#### [RECORD EXCERPTS]
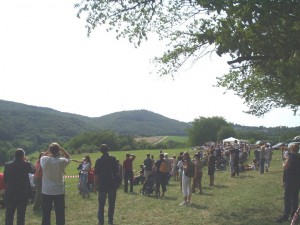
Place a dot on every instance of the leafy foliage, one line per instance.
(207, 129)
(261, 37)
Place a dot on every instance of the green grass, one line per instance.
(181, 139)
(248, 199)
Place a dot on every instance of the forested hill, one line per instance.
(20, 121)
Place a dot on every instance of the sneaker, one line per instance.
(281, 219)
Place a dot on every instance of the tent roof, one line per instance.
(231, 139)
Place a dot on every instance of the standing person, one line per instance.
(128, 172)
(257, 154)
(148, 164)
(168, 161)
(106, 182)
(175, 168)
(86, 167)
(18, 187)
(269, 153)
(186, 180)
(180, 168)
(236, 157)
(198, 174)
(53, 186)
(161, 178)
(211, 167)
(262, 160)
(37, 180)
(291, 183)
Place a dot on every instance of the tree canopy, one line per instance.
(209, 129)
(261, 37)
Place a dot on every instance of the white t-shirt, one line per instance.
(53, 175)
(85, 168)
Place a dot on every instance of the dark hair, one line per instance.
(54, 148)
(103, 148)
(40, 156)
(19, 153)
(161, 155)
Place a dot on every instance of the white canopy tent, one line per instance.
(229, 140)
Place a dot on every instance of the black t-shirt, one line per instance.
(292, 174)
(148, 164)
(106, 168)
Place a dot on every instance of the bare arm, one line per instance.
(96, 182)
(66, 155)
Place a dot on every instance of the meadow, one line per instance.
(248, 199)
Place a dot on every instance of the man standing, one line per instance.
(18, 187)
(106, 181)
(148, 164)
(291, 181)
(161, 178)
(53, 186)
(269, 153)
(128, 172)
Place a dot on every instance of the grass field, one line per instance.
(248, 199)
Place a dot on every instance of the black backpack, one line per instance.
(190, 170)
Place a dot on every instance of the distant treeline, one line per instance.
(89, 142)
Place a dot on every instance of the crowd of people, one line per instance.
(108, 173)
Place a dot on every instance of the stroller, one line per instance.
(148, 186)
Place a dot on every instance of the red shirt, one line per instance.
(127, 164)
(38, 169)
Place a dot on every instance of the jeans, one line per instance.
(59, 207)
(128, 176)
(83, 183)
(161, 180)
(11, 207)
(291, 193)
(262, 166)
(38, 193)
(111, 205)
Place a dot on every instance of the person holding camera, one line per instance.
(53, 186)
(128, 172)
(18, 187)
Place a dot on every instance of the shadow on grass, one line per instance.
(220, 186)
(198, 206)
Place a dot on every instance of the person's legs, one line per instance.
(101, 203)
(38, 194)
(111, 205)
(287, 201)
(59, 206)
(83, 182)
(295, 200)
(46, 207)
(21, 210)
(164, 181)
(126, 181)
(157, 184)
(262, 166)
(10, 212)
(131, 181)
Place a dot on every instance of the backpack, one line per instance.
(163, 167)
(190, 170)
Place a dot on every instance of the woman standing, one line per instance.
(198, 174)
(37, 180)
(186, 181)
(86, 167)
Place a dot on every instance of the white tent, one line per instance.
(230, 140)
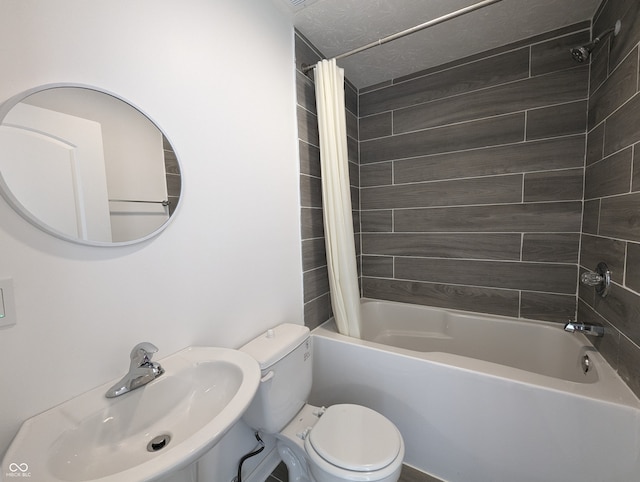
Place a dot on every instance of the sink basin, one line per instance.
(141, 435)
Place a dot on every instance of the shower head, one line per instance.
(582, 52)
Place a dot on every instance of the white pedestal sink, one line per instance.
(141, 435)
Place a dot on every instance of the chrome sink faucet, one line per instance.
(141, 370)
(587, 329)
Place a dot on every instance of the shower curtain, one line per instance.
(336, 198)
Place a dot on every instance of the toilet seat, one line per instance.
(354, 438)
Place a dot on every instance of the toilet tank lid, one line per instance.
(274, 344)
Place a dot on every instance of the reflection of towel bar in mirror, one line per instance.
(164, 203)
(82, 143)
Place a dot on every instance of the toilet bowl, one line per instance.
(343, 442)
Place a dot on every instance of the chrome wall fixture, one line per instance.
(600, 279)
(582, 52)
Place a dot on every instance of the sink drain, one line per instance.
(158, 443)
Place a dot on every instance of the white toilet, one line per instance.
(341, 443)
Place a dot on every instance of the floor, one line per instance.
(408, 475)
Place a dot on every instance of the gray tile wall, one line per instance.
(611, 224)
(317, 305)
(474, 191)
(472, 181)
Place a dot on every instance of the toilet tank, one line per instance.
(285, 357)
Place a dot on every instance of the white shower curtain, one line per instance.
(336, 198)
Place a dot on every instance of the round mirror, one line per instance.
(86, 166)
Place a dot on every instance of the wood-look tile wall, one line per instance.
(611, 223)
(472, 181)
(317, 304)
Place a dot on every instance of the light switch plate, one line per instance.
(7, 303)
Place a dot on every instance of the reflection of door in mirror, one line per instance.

#### [WHAT THE TASK ASKS]
Extract the records from the line holding "Place a dot on every instance of the floor, one" through the end of the records, inclusive, and repeat those lines exactly.

#### [TASK OUTPUT]
Place a dot on every instance of the floor, one line per instance.
(408, 475)
Place a dot on every instance of the gray tile wall, one line per instance.
(611, 224)
(317, 305)
(474, 191)
(472, 181)
Place a dot on every instance of the toilet tank, one line per instance.
(285, 357)
Place a dot on every instance of the white shower curtain, one line per instance.
(336, 198)
Place a dot on every instance of the round mirror, one line per instance.
(86, 166)
Place a dot on every instance of the wood-look tile wall, one line per instance.
(611, 223)
(472, 181)
(317, 304)
Place a dot on every instance of the light switch plate, one line per instance.
(7, 303)
Place a dot on every instance of the reflection of door in mirror, one line per instance.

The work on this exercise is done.